Stored items:
══════
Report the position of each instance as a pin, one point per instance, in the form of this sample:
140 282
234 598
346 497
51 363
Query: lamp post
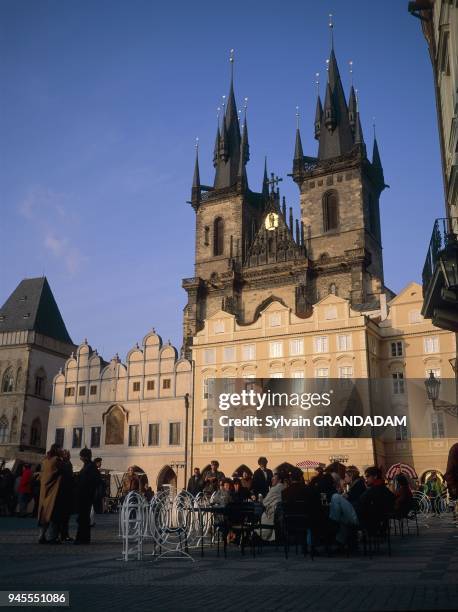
══════
#### Task to carry out
Copy each line of the entries above that contains the string "form", treating uppercase and lowercase as different.

#### Result for this exercise
Report the position of each instance as a pin, one point per instance, in the form of this sample:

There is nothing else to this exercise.